→ Your instructions
An exact reproduction of all the entries is the expected answer.

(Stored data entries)
##############################

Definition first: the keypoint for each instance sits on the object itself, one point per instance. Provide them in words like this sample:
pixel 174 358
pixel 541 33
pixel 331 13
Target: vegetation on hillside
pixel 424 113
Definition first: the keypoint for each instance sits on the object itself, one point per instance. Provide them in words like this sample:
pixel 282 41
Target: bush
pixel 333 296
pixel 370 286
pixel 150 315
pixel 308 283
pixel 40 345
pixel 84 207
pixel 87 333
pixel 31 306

##############################

→ Solved problem
Definition first: the keypoint for each instance sits on the object itself, one point per instance. Provide them in words like this sample:
pixel 174 358
pixel 541 33
pixel 331 13
Target: vegetation on hillside
pixel 424 113
Definition first: the keypoint for each instance sits on the object itself, one point per instance. Provide them in words like this sample:
pixel 282 41
Target: bush
pixel 333 296
pixel 370 286
pixel 150 315
pixel 308 283
pixel 40 345
pixel 84 207
pixel 87 333
pixel 31 306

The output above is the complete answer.